Aufgaben -
a) Gib aus dem Auszug über Wut alles von „Das Thema Wut“ bis einschließlich „die eigene Wahrhaftigkeit.“ wortgetreu wieder.
b) Beantworte zum Auszug über Wut diese Fragen:
(i) Mit welchem Thema ist das Thema Wut eng verbunden?
(ii) Welches Wort sagen wir manchmal, obwohl wir etwas nicht möchten?
(iii) Als was macht Wutarbeit das Gefühl wieder zugänglich?
c) Schreibe den Auszug über Wut im Anschluss an seinen letzten Satz weiter.

Das Thema Wut ist so eng mit dem Thema Grenzen verbunden, ein Dauerbrenner in jeglichen Beziehungen. Sowohl, wenn wir selbst unsere Grenzen missachten und zum Beispiel „Ja“ sagen, obwohl wir etwas nicht möchten oder es uns zu viel ist, kann das Wut auslösen, als auch die Grenzüberschreitung anderer. Wutarbeit macht uns das Gefühl wieder als unmittelbare Informationsquelle für die eigenen Bedürfnisse und Kompass für Grenzsetzung zugänglich und bringt uns näher an die eigene Wahrhaftigkeit.

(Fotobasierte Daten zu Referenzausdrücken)
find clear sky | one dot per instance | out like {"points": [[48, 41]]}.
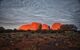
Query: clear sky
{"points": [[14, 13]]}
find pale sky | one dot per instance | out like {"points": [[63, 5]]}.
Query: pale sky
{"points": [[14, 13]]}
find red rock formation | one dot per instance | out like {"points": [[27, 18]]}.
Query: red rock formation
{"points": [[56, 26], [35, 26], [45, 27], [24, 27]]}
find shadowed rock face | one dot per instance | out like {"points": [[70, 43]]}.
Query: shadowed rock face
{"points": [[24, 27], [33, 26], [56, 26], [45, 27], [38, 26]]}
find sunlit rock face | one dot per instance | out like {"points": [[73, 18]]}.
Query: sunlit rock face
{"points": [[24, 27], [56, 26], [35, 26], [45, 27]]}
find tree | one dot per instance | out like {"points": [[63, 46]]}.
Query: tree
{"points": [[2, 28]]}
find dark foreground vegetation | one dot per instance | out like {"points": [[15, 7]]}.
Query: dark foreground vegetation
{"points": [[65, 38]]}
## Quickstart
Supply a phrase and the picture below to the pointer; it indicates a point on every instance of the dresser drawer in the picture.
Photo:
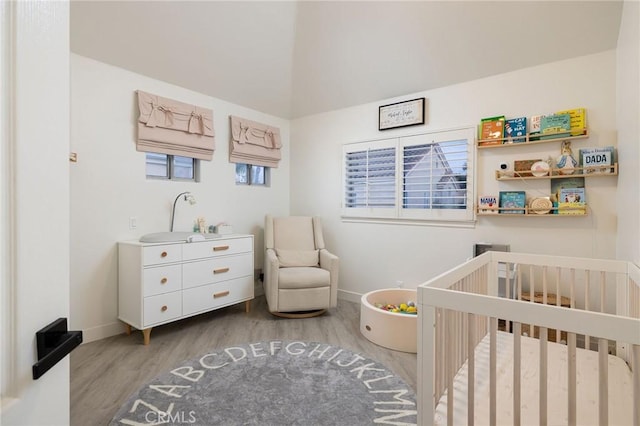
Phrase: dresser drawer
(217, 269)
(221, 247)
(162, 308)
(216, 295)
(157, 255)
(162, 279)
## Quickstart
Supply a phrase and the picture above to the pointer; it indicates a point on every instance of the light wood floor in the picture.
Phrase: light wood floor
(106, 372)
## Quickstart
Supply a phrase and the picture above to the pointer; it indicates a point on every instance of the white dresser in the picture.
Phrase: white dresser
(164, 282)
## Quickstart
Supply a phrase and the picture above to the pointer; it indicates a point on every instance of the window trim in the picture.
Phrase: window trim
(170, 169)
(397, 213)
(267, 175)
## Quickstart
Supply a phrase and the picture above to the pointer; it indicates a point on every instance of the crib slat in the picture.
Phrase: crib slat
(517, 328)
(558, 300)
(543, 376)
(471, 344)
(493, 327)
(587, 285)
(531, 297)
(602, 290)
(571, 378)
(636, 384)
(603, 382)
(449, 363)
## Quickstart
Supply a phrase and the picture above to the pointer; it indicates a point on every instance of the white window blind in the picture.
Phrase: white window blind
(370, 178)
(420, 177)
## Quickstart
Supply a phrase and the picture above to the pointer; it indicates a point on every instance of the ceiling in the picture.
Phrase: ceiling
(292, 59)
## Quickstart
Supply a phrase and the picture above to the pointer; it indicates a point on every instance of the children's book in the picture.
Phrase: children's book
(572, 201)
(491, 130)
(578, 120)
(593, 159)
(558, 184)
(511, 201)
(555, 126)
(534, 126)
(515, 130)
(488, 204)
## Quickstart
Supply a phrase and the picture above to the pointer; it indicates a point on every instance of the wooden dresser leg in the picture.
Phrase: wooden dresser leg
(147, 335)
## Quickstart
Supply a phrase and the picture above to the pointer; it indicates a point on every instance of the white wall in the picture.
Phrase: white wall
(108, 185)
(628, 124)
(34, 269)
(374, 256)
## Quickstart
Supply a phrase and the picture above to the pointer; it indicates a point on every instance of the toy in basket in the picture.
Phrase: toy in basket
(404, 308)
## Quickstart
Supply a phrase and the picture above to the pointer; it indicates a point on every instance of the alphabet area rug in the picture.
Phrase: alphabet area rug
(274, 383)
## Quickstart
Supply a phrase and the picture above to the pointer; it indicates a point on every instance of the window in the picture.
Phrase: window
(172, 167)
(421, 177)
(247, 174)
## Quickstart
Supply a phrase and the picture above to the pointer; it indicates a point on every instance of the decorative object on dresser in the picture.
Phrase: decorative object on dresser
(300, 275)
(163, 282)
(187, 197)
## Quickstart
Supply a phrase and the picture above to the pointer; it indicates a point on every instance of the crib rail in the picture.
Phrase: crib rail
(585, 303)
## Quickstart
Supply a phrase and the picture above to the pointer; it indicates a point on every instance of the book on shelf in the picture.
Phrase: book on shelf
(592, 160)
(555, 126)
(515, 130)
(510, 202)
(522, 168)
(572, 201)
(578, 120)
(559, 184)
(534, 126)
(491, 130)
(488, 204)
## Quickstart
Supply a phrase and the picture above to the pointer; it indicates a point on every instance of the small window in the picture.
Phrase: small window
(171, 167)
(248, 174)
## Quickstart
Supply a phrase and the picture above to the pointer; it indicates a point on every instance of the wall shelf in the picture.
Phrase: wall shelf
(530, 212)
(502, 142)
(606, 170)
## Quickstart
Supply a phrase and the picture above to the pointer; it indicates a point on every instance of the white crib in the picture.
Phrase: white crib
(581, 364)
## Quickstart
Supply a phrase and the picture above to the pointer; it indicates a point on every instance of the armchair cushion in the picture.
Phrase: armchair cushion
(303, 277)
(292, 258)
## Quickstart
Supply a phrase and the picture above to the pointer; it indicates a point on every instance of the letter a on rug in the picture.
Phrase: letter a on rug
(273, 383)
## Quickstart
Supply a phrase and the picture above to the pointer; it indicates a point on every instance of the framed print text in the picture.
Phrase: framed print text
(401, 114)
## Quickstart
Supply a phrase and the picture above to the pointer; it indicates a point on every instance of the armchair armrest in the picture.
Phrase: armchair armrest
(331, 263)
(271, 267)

Lösungen -
a)
Das Thema Wut ist so eng mit dem Thema Grenzen verbunden, ein Dauerbrenner in jeglichen Beziehungen. Sowohl, wenn wir selbst unsere Grenzen missachten und zum Beispiel „Ja“ sagen, obwohl wir etwas nicht möchten oder es uns zu viel ist, kann das Wut auslösen, als auch die Grenzüberschreitung anderer. Wutarbeit macht uns das Gefühl wieder als unmittelbare Informationsquelle für die eigenen Bedürfnisse und Kompass für Grenzsetzung zugänglich und bringt uns näher an die eigene Wahrhaftigkeit.

b)
(i) Mit dem Thema Grenzen.
(ii) „Ja“.
(iii) Als unmittelbare Informationsquelle für die eigenen Bedürfnisse und als Kompass für Grenzsetzung.

c)
Für Wutarbeit ist es zunächst wichtig, eine neue und erfahrbare Landkarte zu zeichnen. In der unmittelbaren, körperlichen Erfahrung von Wut wird meist sehr schnell deutlich, wie viel dieses Gefühl mit der eigenen Präsenz und Wahrhaftigkeit zu tun hat. Wenn Wutkraft körperlich sichtbar wird, expandiert der Mensch, er nimmt sich mehr Raum, die Bewegungen sind klar und konkret, die Wahrnehmung der eigenen Grenzen nimmt zu. Er ist umhüllt vom Glanz des Vertrauens in die eigene Kraft. Sicherheit ist keine mentale Angelegenheit mehr und wird physisch und emotional erlebbar. Die Erlaubnis selbstbewusst für Dich einzustehen ist keine kognitive Entscheidung. Konkrete physiologische Wutarbeit kann Dich unmittelbar zu der verkörperten Wahrheit von mehr Selbstliebe führen und die Qualität von Klarheit in Dein Leben bringen.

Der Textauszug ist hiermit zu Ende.